Items listed in a dataset
+--

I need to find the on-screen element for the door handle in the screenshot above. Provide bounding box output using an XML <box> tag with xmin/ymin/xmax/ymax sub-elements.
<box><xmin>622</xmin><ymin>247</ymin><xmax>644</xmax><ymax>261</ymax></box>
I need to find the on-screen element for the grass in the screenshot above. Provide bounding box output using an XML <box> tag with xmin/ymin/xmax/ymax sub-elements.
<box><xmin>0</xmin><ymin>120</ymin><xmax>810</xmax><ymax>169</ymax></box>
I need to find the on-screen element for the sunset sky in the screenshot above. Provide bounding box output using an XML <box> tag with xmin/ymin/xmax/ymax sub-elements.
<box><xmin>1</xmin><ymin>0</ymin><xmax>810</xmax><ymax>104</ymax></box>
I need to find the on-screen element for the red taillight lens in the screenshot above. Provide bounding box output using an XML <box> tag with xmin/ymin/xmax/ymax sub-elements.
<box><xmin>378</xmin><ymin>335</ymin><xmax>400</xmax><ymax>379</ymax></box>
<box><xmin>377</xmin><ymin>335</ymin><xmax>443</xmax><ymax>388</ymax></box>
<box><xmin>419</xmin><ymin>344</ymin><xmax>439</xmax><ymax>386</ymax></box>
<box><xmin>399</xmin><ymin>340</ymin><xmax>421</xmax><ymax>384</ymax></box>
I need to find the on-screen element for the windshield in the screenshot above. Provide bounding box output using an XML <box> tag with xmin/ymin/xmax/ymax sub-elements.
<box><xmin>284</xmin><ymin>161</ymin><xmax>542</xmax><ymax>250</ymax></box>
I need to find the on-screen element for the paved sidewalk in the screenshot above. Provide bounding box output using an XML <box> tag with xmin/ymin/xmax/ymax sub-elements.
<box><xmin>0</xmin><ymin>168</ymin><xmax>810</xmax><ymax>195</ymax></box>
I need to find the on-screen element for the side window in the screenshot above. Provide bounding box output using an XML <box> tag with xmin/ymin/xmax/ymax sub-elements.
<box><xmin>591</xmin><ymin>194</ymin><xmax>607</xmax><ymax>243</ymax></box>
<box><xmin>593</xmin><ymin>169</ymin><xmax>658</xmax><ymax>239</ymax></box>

+--

| SET PROBLEM |
Reproduce every line of the material above word for word, without changing anything.

| ANSWER |
I need to find the on-screen element for the door handle in the screenshot above. Provide bounding box output using an XML <box> tag with xmin/ymin/xmax/ymax sub-elements.
<box><xmin>622</xmin><ymin>247</ymin><xmax>644</xmax><ymax>261</ymax></box>
I need to find the on-screen element for the grass in the screenshot above. Provide bounding box output using an XML <box> tag with xmin/ymin/xmax/ymax sub-elements.
<box><xmin>0</xmin><ymin>120</ymin><xmax>810</xmax><ymax>169</ymax></box>
I need to find the on-screen element for the sunset sky in the screenshot above. Provide bounding box output using an XML <box> tag with xmin/ymin/xmax/ymax sub-elements.
<box><xmin>1</xmin><ymin>0</ymin><xmax>810</xmax><ymax>104</ymax></box>
I need to find the on-screen element for the red taillight lens in the screenshot above. Provide bounding box output using an XML <box> tag with xmin/ymin/xmax/ymax sub-elements.
<box><xmin>378</xmin><ymin>335</ymin><xmax>400</xmax><ymax>379</ymax></box>
<box><xmin>377</xmin><ymin>335</ymin><xmax>443</xmax><ymax>388</ymax></box>
<box><xmin>419</xmin><ymin>344</ymin><xmax>439</xmax><ymax>386</ymax></box>
<box><xmin>399</xmin><ymin>340</ymin><xmax>421</xmax><ymax>384</ymax></box>
I need to find the on-screen element for the windshield in the screenshot above. Provide bounding box output using an XML <box> tag with xmin/ymin/xmax/ymax sub-elements.
<box><xmin>284</xmin><ymin>161</ymin><xmax>542</xmax><ymax>250</ymax></box>
I need to find the on-screen element for the paved sidewalk in the screenshot above. Provide bounding box output using an XML <box> tag with xmin/ymin/xmax/ymax sub-elements.
<box><xmin>0</xmin><ymin>168</ymin><xmax>810</xmax><ymax>195</ymax></box>
I need to find the on-screen element for the side window in the screenshot above. Provide bounding box output using an XML <box> tag with xmin/ymin/xmax/ymax sub-elements.
<box><xmin>591</xmin><ymin>194</ymin><xmax>607</xmax><ymax>243</ymax></box>
<box><xmin>593</xmin><ymin>169</ymin><xmax>658</xmax><ymax>239</ymax></box>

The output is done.